## Directions for this task
Pull out each line of the data below that contains the string "floor", copying every such line in full.

(Excerpts from a location annotation dataset)
____
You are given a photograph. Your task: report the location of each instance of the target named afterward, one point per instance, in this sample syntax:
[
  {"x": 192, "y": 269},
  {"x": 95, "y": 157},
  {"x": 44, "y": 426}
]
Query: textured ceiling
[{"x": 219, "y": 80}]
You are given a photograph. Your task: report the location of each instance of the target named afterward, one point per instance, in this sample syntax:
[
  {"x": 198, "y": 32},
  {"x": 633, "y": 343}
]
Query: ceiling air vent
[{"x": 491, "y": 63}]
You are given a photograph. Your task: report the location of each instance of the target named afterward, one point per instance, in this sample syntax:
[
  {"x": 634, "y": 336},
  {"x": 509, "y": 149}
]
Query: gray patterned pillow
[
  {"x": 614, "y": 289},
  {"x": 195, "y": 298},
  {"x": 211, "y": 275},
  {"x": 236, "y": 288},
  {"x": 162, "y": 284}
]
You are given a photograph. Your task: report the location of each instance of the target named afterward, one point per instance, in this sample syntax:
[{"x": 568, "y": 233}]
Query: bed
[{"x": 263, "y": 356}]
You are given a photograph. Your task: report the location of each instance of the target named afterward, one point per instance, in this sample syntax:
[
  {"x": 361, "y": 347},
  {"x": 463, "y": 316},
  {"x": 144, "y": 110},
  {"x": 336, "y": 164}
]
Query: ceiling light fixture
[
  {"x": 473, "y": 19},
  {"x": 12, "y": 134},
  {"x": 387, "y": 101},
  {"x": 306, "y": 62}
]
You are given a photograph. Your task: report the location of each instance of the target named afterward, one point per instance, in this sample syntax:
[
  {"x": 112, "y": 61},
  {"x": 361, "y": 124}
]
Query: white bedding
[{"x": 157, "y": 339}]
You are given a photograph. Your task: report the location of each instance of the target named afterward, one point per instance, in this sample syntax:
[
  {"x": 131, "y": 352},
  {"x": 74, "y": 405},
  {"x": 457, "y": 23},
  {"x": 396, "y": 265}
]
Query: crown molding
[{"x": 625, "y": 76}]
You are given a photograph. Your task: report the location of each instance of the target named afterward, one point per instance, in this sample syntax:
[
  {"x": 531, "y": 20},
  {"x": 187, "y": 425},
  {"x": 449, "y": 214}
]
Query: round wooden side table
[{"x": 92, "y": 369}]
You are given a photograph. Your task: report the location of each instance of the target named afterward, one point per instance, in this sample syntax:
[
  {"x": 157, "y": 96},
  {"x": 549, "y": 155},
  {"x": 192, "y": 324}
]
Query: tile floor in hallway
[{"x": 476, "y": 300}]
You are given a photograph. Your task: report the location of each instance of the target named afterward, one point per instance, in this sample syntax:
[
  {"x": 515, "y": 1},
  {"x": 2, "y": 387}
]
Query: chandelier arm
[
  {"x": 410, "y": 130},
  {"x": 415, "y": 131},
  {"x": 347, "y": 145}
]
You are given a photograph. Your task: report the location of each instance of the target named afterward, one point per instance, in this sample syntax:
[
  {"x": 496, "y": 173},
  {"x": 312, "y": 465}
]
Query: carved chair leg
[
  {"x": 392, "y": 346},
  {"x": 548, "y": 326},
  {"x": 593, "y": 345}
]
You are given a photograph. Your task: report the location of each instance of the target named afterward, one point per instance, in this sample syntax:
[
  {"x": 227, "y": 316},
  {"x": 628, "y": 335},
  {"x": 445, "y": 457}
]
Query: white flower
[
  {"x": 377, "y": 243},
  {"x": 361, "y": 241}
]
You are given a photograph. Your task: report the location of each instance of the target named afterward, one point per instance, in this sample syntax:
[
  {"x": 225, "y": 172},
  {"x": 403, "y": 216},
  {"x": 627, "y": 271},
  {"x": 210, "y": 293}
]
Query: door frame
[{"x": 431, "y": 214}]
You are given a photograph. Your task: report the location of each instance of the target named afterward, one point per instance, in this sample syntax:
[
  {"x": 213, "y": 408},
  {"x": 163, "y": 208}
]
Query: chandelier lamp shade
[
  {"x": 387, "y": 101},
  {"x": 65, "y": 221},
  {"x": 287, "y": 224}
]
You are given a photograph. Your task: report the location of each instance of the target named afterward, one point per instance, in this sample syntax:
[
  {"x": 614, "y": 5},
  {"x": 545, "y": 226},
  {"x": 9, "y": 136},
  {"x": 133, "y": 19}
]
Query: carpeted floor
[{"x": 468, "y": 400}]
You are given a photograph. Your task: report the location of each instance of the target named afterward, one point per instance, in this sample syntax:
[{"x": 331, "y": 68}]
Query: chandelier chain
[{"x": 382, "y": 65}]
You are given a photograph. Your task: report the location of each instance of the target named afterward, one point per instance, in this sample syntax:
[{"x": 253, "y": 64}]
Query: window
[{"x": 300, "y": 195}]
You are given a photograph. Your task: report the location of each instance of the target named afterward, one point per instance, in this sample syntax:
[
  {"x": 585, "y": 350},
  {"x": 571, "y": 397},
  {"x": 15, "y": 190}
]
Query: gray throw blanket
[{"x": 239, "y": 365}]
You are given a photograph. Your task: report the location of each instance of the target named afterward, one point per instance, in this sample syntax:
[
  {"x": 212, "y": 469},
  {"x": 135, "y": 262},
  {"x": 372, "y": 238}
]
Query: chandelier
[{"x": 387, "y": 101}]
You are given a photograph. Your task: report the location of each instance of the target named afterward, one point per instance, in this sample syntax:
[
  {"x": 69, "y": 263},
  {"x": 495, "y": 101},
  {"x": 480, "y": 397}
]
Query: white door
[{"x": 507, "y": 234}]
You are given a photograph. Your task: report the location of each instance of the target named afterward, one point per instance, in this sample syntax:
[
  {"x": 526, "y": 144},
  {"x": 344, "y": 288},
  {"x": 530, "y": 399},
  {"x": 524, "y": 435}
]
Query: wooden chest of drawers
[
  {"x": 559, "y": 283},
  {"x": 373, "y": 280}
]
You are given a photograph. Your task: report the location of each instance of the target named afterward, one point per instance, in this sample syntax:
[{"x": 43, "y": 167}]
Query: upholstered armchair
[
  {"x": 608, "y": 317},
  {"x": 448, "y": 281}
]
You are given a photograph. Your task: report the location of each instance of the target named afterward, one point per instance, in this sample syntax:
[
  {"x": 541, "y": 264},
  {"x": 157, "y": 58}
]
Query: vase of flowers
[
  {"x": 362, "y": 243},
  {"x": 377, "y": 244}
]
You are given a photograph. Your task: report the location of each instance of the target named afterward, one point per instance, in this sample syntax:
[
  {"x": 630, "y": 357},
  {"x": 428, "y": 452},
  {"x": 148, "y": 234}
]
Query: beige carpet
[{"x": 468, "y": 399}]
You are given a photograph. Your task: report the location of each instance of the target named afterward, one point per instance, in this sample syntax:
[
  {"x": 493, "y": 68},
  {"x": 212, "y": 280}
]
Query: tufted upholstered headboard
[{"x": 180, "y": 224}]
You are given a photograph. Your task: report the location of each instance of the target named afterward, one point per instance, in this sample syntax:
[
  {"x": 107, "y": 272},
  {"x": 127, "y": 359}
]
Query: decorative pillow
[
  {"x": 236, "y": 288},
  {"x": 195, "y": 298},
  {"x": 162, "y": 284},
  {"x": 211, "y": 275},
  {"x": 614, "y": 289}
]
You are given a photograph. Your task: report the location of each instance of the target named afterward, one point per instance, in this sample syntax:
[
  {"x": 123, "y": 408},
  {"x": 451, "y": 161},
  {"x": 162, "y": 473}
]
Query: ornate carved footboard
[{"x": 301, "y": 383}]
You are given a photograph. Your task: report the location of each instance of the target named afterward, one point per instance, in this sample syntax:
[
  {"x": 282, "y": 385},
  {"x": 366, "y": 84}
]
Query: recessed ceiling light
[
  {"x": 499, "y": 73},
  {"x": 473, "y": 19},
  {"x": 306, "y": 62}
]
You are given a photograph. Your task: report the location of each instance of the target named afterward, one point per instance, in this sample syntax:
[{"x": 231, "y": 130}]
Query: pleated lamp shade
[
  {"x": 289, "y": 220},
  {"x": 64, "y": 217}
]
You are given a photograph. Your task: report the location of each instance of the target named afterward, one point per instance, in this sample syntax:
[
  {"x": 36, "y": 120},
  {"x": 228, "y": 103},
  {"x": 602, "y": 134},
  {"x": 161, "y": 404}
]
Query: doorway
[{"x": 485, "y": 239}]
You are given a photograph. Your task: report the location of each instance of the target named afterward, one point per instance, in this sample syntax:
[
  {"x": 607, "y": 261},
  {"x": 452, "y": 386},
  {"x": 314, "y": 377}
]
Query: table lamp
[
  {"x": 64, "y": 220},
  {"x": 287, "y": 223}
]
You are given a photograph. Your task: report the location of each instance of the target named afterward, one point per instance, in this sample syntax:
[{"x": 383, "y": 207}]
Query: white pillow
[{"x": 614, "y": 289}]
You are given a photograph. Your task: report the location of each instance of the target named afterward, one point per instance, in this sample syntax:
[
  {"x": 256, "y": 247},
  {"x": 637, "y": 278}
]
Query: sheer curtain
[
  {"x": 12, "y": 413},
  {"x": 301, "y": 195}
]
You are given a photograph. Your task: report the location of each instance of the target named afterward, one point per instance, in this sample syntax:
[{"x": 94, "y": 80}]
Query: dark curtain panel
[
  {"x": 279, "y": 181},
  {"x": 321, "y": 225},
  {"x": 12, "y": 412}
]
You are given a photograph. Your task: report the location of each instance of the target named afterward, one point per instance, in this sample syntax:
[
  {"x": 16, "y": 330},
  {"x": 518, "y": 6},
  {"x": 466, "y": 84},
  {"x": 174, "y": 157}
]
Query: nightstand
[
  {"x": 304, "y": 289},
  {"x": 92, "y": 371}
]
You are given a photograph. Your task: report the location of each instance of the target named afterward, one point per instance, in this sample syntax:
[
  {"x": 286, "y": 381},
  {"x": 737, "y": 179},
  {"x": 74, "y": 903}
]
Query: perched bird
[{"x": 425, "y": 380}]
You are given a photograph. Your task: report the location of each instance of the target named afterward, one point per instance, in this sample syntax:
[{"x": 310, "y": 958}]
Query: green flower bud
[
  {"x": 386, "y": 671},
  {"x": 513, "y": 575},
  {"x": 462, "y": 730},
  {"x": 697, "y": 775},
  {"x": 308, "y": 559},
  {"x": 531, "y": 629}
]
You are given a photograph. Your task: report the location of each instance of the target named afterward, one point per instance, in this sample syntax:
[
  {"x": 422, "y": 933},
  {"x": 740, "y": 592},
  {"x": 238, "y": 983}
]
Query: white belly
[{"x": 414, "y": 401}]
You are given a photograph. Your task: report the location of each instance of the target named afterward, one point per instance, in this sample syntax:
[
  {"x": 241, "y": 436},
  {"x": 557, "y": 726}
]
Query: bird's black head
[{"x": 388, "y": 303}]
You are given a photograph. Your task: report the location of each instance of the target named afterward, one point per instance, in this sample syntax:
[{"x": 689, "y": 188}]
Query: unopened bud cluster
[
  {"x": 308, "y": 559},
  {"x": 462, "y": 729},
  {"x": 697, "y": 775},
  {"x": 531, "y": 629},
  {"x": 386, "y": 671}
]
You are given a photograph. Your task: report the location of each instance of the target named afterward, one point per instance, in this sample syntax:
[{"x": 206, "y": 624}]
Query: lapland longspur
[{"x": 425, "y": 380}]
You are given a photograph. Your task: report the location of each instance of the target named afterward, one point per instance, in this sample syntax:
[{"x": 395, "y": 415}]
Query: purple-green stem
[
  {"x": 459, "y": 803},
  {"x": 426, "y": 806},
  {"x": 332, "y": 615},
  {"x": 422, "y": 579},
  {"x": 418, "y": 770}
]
____
## Solution
Query: tile floor in hallway
Query: carpeted floor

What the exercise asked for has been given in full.